_Given problem_: Output the lines of the records from the one containing "Please provide the mask of every instance of the **tree**." through the last line, inclusive, as a JSON list of strings with one string per line, omitting blank lines.

───── The data ─────

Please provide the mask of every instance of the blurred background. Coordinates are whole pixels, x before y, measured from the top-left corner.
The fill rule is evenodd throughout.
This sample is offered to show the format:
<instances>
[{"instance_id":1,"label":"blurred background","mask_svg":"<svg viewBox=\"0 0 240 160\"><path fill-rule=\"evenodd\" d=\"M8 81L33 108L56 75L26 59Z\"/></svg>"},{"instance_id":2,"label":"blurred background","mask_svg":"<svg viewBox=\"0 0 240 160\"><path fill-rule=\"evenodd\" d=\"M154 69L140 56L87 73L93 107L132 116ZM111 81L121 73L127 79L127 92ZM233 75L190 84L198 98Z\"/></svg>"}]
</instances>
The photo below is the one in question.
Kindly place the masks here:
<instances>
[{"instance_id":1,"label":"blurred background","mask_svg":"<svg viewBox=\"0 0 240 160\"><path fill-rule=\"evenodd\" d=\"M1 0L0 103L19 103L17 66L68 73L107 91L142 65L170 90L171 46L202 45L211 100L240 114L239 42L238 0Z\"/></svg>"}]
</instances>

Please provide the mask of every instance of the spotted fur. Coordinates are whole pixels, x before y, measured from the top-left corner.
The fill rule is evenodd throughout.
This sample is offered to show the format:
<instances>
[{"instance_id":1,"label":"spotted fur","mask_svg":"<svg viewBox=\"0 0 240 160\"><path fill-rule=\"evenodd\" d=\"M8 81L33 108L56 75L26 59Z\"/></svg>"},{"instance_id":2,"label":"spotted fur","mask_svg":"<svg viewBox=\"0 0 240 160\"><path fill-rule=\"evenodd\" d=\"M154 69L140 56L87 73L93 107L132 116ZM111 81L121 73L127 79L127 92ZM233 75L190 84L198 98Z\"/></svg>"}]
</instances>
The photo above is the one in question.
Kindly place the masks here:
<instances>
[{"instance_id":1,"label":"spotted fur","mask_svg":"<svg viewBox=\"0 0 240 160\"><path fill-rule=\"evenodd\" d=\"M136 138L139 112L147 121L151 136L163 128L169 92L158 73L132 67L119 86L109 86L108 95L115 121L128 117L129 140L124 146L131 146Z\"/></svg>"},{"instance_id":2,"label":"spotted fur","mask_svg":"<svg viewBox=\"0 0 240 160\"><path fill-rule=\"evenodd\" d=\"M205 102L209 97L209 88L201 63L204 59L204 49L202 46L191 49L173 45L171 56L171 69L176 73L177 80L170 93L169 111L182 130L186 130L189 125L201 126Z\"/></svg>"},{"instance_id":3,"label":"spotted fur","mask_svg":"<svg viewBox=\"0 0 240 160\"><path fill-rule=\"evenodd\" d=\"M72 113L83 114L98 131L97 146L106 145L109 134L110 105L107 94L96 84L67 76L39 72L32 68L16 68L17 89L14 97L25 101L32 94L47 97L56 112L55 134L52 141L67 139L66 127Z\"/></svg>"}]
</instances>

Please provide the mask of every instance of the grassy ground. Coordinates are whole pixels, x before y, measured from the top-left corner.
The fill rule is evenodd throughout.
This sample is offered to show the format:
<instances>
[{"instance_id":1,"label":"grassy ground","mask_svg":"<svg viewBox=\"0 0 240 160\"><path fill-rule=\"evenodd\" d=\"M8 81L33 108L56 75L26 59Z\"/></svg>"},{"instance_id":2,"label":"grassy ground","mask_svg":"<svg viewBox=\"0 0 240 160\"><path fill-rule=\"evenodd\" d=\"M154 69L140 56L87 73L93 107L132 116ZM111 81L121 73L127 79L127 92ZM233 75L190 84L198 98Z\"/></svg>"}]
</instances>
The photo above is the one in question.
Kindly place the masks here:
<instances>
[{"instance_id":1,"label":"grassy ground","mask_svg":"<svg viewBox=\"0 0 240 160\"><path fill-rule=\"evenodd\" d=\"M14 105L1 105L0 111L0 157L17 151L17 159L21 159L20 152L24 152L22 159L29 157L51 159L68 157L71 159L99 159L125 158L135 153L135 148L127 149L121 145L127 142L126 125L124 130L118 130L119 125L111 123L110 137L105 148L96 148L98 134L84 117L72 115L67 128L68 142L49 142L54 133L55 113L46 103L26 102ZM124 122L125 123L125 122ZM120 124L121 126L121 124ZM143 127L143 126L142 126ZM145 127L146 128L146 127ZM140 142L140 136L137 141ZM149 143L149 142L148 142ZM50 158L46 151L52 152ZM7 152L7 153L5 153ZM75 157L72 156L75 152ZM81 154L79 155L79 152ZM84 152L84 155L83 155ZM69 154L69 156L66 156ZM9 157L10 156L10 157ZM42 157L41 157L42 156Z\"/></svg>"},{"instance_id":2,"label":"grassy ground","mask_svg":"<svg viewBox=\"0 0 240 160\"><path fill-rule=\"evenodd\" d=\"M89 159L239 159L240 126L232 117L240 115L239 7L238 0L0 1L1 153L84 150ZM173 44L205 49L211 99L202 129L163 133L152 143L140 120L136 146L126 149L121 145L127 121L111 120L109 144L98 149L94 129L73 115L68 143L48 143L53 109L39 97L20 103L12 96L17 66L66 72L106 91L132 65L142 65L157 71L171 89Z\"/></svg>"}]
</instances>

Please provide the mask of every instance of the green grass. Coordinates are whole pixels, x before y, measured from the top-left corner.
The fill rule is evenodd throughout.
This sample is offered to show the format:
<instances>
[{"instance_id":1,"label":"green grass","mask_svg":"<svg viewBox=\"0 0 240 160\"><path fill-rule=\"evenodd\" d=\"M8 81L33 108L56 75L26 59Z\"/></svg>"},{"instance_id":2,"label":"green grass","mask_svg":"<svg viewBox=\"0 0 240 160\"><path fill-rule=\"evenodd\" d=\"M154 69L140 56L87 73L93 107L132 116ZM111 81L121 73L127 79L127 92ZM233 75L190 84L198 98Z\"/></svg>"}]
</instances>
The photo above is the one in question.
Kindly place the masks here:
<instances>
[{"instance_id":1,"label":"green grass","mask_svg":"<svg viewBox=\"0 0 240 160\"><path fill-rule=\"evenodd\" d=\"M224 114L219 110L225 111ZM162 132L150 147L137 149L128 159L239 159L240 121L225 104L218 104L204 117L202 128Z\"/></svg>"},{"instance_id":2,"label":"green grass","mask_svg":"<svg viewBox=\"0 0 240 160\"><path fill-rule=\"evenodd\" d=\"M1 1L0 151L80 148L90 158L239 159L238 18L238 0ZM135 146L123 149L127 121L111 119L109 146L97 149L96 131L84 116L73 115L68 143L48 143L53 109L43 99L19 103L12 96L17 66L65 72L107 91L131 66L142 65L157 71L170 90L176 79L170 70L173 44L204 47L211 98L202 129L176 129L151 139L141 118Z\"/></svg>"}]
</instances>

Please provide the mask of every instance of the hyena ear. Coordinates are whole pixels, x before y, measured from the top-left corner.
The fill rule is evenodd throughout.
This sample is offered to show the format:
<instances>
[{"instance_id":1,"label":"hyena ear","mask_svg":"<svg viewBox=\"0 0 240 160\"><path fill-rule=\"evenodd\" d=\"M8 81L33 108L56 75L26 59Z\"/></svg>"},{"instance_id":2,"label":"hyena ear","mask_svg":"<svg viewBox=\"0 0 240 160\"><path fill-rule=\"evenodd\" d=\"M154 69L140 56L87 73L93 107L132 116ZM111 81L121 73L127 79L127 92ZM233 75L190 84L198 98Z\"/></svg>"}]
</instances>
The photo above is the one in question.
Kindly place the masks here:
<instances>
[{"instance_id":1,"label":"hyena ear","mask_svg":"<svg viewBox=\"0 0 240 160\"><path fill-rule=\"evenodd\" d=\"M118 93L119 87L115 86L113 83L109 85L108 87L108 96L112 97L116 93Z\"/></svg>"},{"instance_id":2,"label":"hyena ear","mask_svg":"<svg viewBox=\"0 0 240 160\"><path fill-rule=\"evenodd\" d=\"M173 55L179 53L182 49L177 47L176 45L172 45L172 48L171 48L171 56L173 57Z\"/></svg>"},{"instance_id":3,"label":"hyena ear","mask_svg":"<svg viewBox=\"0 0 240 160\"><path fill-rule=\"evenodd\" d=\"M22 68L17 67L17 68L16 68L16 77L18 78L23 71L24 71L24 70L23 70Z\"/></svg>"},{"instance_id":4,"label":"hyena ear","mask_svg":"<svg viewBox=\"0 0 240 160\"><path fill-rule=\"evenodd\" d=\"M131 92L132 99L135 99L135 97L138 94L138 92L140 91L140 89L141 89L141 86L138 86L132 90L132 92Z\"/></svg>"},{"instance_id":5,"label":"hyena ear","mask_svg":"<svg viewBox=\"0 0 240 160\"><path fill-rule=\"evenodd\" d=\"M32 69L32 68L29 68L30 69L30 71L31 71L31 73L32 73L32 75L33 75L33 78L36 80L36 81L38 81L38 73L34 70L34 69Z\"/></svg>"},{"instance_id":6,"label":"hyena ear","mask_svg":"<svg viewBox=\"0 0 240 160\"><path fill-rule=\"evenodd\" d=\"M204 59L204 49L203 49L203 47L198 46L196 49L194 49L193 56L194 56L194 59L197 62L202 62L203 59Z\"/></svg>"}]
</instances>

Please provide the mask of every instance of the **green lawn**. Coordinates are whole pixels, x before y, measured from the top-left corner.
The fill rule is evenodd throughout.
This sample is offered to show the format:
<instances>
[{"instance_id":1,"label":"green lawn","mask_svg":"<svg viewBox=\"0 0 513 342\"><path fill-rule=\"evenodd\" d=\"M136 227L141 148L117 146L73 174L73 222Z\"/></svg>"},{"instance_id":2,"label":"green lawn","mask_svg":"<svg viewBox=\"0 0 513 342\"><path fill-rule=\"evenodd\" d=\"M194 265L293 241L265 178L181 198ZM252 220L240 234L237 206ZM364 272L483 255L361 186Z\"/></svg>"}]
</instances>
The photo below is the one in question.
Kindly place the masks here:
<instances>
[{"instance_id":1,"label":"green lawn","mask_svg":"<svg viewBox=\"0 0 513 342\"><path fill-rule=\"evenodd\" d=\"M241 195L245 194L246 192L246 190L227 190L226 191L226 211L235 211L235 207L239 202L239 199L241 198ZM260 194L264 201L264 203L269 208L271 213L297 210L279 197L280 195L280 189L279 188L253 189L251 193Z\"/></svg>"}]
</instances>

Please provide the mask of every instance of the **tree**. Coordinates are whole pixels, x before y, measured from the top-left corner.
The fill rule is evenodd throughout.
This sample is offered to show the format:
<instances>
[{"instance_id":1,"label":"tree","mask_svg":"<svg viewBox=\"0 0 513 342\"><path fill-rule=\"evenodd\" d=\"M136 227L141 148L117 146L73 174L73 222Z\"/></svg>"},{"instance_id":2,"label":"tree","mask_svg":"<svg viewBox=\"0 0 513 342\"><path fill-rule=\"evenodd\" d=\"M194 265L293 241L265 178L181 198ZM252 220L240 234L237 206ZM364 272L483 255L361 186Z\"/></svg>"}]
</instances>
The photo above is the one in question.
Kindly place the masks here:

─────

_Exercise response_:
[
  "Please provide the mask of every instance of the **tree**. Coordinates are whole pixels, x before y, measured from the top-left corner.",
  "The fill rule is evenodd throughout.",
  "This sample is offered to show the format:",
  "<instances>",
  "[{\"instance_id\":1,\"label\":\"tree\",\"mask_svg\":\"<svg viewBox=\\\"0 0 513 342\\\"><path fill-rule=\\\"evenodd\\\" d=\\\"M136 227L141 148L117 146L73 174L73 222Z\\\"/></svg>\"},{\"instance_id\":2,\"label\":\"tree\",\"mask_svg\":\"<svg viewBox=\\\"0 0 513 342\\\"><path fill-rule=\\\"evenodd\\\" d=\\\"M194 265L293 241L265 178L181 198ZM252 220L240 234L237 206ZM364 272L483 255L361 186Z\\\"/></svg>\"}]",
  "</instances>",
  "The photo above is the one in question.",
  "Kindly place the masks here:"
]